Saved entries:
********
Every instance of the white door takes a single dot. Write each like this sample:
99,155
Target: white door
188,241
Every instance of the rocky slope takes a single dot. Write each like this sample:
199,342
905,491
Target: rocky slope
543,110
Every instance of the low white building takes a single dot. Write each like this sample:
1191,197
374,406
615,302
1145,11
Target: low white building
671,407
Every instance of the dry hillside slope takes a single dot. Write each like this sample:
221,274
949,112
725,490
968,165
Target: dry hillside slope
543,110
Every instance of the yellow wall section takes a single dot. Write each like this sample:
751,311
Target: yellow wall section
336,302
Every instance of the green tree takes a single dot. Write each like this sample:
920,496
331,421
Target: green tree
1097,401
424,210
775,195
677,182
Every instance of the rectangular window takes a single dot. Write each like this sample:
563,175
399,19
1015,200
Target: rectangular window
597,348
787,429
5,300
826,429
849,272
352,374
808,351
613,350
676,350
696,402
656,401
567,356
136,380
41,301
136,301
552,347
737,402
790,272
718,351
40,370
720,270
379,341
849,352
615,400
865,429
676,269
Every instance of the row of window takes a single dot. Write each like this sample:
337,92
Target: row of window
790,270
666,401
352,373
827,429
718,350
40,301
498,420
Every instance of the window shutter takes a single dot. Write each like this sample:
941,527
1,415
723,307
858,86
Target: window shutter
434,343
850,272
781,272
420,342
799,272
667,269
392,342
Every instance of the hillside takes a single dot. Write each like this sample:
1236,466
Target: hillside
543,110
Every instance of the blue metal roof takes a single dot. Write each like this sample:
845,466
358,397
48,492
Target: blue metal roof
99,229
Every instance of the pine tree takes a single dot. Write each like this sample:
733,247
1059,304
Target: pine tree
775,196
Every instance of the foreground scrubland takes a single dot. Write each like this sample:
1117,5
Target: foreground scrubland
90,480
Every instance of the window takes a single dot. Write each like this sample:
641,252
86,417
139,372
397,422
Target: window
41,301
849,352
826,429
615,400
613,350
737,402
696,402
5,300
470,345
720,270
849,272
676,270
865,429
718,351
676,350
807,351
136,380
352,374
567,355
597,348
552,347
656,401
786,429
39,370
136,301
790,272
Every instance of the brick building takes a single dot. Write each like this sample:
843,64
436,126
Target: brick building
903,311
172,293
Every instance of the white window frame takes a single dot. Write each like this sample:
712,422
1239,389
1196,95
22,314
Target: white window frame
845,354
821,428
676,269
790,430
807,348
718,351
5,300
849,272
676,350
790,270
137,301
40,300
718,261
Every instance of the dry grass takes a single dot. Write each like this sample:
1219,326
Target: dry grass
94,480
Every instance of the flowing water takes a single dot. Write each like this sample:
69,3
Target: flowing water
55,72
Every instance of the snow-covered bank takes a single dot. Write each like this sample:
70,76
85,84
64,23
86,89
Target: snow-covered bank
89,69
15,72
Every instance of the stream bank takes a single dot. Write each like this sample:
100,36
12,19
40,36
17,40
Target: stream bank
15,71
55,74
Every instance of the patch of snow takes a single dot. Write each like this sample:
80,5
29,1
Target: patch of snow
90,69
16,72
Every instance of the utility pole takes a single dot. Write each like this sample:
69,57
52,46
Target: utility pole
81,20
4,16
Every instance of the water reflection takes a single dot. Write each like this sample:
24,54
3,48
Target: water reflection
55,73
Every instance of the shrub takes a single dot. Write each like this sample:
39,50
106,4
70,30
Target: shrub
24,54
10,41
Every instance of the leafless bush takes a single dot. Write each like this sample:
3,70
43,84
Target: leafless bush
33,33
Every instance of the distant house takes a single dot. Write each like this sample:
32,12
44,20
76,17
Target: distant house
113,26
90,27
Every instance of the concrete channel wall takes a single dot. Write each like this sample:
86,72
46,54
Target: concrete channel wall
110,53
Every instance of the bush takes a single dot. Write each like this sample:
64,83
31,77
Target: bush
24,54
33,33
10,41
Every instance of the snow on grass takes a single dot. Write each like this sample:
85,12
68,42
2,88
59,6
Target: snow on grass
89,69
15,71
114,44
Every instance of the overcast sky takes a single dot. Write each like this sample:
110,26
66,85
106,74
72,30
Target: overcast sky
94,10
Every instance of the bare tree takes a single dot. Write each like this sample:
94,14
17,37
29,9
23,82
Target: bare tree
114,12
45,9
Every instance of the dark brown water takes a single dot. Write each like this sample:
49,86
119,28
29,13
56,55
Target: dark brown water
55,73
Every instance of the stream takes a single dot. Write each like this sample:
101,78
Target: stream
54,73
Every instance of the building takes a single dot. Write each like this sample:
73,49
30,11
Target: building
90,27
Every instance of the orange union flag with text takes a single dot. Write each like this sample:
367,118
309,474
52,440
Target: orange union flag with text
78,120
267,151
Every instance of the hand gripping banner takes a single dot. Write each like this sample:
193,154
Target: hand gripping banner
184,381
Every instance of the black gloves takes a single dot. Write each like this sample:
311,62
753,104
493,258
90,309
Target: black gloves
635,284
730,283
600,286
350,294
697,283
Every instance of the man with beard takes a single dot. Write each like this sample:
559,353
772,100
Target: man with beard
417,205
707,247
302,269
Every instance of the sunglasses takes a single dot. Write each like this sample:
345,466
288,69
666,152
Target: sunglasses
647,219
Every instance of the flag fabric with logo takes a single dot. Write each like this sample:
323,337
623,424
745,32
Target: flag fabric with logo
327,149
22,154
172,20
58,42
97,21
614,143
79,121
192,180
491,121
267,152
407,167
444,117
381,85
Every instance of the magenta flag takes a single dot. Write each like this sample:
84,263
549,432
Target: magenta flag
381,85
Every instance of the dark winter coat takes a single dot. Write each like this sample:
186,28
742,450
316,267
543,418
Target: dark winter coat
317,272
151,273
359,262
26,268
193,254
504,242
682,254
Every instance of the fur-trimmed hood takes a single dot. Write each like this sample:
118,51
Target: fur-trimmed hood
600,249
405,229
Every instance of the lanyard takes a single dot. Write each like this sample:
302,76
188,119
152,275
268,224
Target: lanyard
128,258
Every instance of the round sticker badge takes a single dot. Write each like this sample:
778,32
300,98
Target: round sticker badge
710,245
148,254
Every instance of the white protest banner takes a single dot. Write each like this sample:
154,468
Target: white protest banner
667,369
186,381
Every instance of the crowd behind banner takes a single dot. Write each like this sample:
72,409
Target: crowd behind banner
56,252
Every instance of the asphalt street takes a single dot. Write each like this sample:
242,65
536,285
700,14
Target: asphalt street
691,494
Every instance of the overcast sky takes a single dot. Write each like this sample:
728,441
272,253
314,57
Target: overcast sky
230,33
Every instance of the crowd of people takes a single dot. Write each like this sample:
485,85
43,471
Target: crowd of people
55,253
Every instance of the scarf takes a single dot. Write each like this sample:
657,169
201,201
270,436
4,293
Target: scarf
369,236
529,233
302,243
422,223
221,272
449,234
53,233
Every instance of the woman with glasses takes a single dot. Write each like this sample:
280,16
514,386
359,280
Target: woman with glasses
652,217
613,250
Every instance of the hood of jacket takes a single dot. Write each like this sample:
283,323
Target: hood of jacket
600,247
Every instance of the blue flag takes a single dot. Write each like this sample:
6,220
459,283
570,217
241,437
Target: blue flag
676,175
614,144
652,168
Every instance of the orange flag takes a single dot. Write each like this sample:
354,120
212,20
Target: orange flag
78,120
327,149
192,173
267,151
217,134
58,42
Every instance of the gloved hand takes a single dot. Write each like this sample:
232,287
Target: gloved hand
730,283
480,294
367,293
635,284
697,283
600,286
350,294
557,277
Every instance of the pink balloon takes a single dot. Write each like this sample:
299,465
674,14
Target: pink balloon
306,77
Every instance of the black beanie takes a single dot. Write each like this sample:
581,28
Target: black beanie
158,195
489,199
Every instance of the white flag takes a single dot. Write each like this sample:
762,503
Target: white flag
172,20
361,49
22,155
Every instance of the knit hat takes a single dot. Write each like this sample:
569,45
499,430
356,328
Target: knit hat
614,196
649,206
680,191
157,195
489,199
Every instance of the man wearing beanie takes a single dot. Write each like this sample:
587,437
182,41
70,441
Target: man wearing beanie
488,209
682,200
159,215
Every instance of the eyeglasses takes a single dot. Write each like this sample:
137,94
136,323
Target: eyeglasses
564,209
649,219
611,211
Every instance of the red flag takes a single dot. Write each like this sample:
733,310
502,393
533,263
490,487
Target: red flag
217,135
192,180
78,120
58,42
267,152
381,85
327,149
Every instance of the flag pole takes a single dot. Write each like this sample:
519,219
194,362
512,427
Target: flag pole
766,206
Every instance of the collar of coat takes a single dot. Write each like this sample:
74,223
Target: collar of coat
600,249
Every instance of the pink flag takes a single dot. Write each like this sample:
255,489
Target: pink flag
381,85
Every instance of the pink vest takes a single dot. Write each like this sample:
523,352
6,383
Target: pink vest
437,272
********
What to produce: Given the records above, reproduce precisely and only the lines between the line holding "Every instance of the water" and the line holding "Every instance of the bush", inclusive.

Solution below:
Every instance of the water reflection takes a single dot. Write each like this sample:
24,54
3,48
Target: water reflection
55,73
Every instance of the shrub takes a single dot. Write each like this sample:
39,50
106,4
70,30
Target: shrub
24,54
10,41
Every instance of the leafless bush takes a single dot. Write each like this sample:
3,70
43,84
Target: leafless bush
33,33
Every instance of the distant house takes a single dot. Write each like this sample:
32,12
44,20
76,17
Target: distant house
113,26
90,27
Every instance of the concrete channel wall takes a single dot. Write each like this sample:
86,72
46,54
Target: concrete channel wall
110,53
Every instance of the bush takes a single dot. Write each like this sample:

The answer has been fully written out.